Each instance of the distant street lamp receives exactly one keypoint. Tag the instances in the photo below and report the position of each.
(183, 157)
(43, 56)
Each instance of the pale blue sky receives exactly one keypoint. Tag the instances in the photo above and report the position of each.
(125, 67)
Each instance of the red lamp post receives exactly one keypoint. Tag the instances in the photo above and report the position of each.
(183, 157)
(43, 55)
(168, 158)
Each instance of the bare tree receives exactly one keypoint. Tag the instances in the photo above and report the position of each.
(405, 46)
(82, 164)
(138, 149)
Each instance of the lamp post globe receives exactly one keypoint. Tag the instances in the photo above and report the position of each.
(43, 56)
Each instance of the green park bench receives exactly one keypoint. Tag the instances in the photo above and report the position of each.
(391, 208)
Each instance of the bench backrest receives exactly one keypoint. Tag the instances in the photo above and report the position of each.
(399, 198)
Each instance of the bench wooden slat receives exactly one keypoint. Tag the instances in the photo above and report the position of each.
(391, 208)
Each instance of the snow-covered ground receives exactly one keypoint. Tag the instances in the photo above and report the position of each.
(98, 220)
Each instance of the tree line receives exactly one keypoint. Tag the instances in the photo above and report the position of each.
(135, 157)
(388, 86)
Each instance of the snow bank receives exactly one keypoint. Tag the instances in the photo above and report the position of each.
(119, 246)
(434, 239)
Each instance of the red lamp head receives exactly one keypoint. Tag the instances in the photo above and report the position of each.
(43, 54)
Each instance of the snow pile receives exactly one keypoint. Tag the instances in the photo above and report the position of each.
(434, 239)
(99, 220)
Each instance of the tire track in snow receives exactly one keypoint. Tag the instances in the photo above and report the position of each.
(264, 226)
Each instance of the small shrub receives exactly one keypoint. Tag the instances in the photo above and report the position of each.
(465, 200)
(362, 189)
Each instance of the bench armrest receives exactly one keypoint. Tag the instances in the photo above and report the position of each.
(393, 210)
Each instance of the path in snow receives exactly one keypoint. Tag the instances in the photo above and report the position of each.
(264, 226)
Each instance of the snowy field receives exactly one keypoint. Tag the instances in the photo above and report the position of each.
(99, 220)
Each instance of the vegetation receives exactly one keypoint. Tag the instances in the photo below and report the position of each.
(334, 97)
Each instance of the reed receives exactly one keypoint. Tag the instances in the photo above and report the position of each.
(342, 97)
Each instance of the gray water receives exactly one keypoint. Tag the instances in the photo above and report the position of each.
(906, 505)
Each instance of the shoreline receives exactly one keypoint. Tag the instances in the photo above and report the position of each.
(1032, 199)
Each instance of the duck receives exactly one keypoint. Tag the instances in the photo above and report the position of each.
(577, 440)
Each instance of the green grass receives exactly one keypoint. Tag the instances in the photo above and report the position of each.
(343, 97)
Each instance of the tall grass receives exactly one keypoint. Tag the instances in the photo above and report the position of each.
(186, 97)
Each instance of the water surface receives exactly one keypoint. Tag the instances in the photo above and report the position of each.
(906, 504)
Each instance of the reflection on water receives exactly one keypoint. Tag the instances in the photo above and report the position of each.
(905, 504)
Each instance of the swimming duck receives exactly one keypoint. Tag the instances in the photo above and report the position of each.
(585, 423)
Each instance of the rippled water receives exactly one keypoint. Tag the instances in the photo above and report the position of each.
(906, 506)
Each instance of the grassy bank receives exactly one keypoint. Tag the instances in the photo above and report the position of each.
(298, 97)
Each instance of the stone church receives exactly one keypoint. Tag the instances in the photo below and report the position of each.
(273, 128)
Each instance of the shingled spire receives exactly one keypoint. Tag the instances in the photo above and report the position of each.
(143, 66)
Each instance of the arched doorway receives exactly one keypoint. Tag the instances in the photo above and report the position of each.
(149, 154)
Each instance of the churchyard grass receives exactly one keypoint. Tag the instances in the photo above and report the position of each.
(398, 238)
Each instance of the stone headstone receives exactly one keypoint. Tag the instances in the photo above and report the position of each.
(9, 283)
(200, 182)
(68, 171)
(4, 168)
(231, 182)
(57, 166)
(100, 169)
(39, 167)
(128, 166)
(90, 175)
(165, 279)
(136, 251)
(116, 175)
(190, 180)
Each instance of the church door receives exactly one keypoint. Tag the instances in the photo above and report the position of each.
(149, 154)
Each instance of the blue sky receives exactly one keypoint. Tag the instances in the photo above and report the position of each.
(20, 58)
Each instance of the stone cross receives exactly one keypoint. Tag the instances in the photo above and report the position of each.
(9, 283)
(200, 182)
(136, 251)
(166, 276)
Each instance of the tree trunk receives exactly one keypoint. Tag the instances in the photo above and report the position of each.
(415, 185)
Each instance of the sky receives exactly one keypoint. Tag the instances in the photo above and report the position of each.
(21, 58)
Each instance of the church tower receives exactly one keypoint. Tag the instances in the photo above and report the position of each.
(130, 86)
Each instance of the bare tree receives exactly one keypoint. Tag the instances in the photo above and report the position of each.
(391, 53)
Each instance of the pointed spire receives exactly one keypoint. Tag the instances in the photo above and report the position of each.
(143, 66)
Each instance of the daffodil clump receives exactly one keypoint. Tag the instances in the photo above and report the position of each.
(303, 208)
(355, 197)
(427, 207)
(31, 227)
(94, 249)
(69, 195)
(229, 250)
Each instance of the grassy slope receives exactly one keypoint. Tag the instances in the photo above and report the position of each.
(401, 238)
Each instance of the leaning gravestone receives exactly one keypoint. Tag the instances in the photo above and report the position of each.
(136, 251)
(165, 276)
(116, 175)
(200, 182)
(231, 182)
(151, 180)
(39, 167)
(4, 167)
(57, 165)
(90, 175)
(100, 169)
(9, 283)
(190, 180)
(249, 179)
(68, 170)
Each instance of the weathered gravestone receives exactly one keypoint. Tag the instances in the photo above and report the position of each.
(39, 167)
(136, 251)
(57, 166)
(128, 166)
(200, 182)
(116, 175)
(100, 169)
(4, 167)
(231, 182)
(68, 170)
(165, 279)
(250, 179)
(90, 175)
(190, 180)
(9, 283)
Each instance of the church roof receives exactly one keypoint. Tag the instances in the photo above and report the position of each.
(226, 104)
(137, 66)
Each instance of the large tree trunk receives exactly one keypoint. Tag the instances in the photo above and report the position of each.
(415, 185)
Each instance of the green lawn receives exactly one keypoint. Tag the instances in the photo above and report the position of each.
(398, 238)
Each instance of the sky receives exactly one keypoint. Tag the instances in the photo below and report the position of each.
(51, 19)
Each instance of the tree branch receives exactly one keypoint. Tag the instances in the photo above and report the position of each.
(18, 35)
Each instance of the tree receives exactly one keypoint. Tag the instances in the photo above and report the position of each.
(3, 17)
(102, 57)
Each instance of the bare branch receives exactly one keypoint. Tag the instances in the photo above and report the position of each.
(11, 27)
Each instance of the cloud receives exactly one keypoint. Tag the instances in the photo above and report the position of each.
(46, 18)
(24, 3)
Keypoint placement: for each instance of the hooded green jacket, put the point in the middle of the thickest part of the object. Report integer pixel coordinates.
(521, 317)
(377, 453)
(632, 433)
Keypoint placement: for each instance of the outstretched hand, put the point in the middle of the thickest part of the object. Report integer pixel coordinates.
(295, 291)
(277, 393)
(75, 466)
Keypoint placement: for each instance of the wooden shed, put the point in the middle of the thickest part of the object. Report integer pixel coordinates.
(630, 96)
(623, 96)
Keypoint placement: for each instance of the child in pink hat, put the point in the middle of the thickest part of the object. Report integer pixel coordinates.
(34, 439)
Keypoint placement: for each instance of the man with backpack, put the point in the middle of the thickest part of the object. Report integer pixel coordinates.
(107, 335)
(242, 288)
========
* **DIRECTIONS FOR THIS TASK**: Retype the material exactly, including every line.

* **ANSWER SECTION**:
Each instance of the distant street lamp receives exactly one keypoint. Tag the instances in the photo below and report the position of each.
(183, 157)
(43, 56)
Each instance of the pale blue sky receives exactly one keypoint. Tag the instances in the photo above and report the position of each.
(125, 67)
Each instance of the red lamp post receives exactly one keypoint. Tag the instances in the photo above and report the position of each.
(183, 157)
(43, 55)
(168, 158)
Each instance of the bare tree receives exactly one keypoint. Tag the instances in the photo above and report the position of each.
(405, 46)
(82, 164)
(138, 149)
Each instance of the lamp post globe receives exactly one keypoint. Tag the instances in the photo above and report the position of each.
(43, 56)
Each instance of the green park bench receives exactly one keypoint. Tag the instances in the photo above and report the position of each.
(391, 208)
Each instance of the bench backrest receives exactly one keypoint. Tag the instances in the photo above and report the position of each.
(399, 198)
Each instance of the bench wooden slat receives exactly one keypoint. Tag the instances in the photo above and report the position of each.
(391, 208)
Each instance of the snow-covered ground receives exactly one keypoint. Tag the instances in the photo above and report the position of each.
(98, 220)
Each instance of the tree line receives exactly one keypoint. Tag the instances in the photo above and report the position of each.
(135, 157)
(388, 86)
Each instance of the snow bank receives exactly one keypoint. Tag the instances in the photo above and report the position of each.
(119, 246)
(434, 239)
Each instance of the red lamp head receives exactly one keypoint. Tag the instances in the photo above and report the position of each.
(43, 54)
Each instance of the snow pile receives exactly one keypoint. Tag the instances in the photo above and report the position of each.
(434, 239)
(99, 220)
Each instance of the tire track in snow receives exactly one keypoint. Tag the instances in the photo above and report the position of each.
(264, 226)
Each instance of the small shrub receives exactly one keypoint. Tag the instances in the photo above and report the position of each.
(465, 200)
(362, 189)
Each instance of the bench armrest receives exactly one keypoint. Tag the instances in the photo above and report the position of each.
(393, 210)
Each instance of the path in snow receives exactly one keypoint. Tag the instances in the photo above and report the position of each.
(264, 226)
Each instance of the snowy field receives exactly one keypoint. Tag the instances in the photo above and report the position of each.
(99, 220)
Each instance of the vegetation receives exactly one keypoint. Tag the instances in the photo below and report the position of each.
(334, 97)
Each instance of the reed receives exactly one keypoint. Tag the instances in the photo above and report the position of each.
(342, 97)
Each instance of the gray water receives exactly one keypoint. Tag the instances in the photo above and report the position of each.
(906, 505)
Each instance of the shoreline receives exactly one keypoint. Tag the instances in the photo above and report the position of each.
(1032, 199)
Each instance of the duck receives exactly one keypoint. Tag the instances in the photo above and report the position of each.
(577, 440)
Each instance of the green grass receives exactly one keypoint. Tag the instances in the photo above and report the position of each.
(343, 97)
Each instance of the tall grass receives exactly one keypoint. Tag the instances in the photo above and report the position of each.
(186, 97)
Each instance of the water surface receives exactly one keypoint. Tag the instances in the photo above and report the position of each.
(906, 504)
Each instance of the reflection on water receives exactly one keypoint. Tag the instances in the photo above and report the position of each.
(905, 504)
Each instance of the swimming duck receives exactly one keypoint. Tag the instances in the photo above and report the position of each.
(585, 423)
Each instance of the rippled water receives exactly one keypoint. Tag the instances in the photo above and report the position of each.
(906, 506)
Each instance of the grassy bank receives exactly one keypoint. Tag the instances in the photo above and report the position of each.
(298, 97)
Each instance of the stone church receives exactly one keypoint. Tag the instances in the photo below and report the position of each.
(273, 128)
Each instance of the shingled spire receives exactly one keypoint. Tag the instances in the photo above and report the position of each.
(143, 66)
Each instance of the arched doorway receives exactly one keypoint. Tag the instances in the photo above and report the position of each.
(149, 154)
Each instance of the churchyard grass receives exactly one keypoint. Tag the instances in the photo above and report the position of each.
(398, 238)
Each instance of the stone headstone receives exactly one keypoint. Tag the instances in the photo above and report the position of each.
(9, 283)
(200, 182)
(68, 171)
(4, 168)
(231, 182)
(57, 166)
(100, 169)
(39, 167)
(128, 166)
(90, 175)
(165, 279)
(136, 251)
(116, 175)
(190, 180)
Each instance of the church door receives exactly one keypoint. Tag the instances in the photo above and report the position of each.
(149, 154)
Each instance of the blue sky receives exactly one keypoint. Tag the instances in the photo above and report the position of each.
(20, 58)
Each instance of the stone cross receives exactly one keypoint. Tag the instances in the photo above and report the position of each.
(9, 283)
(200, 182)
(136, 251)
(166, 276)
Each instance of the tree trunk receives exactly one keypoint. Tag the instances in the photo above and report the position of each.
(415, 185)
Each instance of the sky receives exactly one keypoint. Tag the instances in the photo above and report the position of each.
(21, 58)
Each instance of the church tower receives exactly one keypoint. Tag the instances in the photo above and report the position of each.
(130, 86)
Each instance of the bare tree receives exactly one keypoint. Tag the instances in the photo above and report the position of each.
(391, 53)
Each instance of the pointed spire receives exactly one keypoint. Tag the instances in the photo above and report the position of each.
(143, 66)
Each instance of the daffodil clump receives exactly one keypoint. Tag the instances in the photo above and report the position of each.
(303, 208)
(355, 197)
(427, 207)
(31, 227)
(94, 249)
(69, 195)
(229, 250)
Each instance of the grassy slope receives exactly one keypoint. Tag the instances in the photo above and report the position of each.
(401, 238)
Each instance of the leaning gravestone receives exactly one keypoint. Tag the instances in the photo above and report the position of each.
(136, 251)
(165, 276)
(116, 175)
(200, 182)
(231, 182)
(151, 180)
(39, 167)
(4, 167)
(57, 165)
(90, 175)
(100, 169)
(9, 283)
(190, 180)
(249, 179)
(68, 170)
Each instance of the weathered gravestone receives exactly one keypoint. Tag the instances in the photo above and report the position of each.
(39, 167)
(136, 251)
(57, 166)
(128, 166)
(200, 182)
(116, 175)
(100, 169)
(4, 167)
(231, 182)
(68, 170)
(165, 279)
(250, 179)
(90, 175)
(190, 180)
(9, 283)
Each instance of the church roof receives exactly one keypoint. Tag the instances in the photo above and report the position of each.
(226, 104)
(137, 66)
Each instance of the large tree trunk receives exactly one keypoint. Tag the instances in the photo above and report the position of each.
(415, 185)
Each instance of the green lawn receives exactly one keypoint. Tag the instances in the photo above and report the position of each.
(398, 238)
Each instance of the sky receives exactly one keypoint. Tag the instances in the photo below and report the position of each.
(51, 19)
Each instance of the tree branch receives exactly one keypoint. Tag the instances in the photo above and report the position of each.
(18, 35)
Each instance of the tree receives exactly one keypoint. Tag the instances in the photo above and report the position of each.
(3, 17)
(102, 57)
Each instance of the bare branch receives exactly one keypoint. Tag the instances in the photo above and report the position of each.
(11, 27)
Each instance of the cloud receives exactly one keypoint. Tag the instances in the photo above and report the position of each.
(46, 18)
(24, 3)
Keypoint placement: for each instance of the hooded green jacket, put the point in the middle of the thickest part of the object. Report integer pixel coordinates.
(521, 317)
(377, 453)
(632, 433)
Keypoint placement: for each instance of the outstretched hand, put the point in the middle of the thickest part of the object. Report integer pixel coordinates.
(295, 291)
(277, 393)
(75, 466)
Keypoint placement: for each instance of the wooden shed, put the point in the middle of the thickest part of the object. Report integer pixel coordinates.
(630, 96)
(623, 96)
Keypoint placement: for each instance of the child in pink hat, put the point in the middle of the thickest part of the object. Report integer pixel coordinates.
(34, 439)
Keypoint placement: for each instance of the man with backpack, put the point in the middle of the thickest part of the object. Report integer pixel coordinates.
(107, 335)
(242, 288)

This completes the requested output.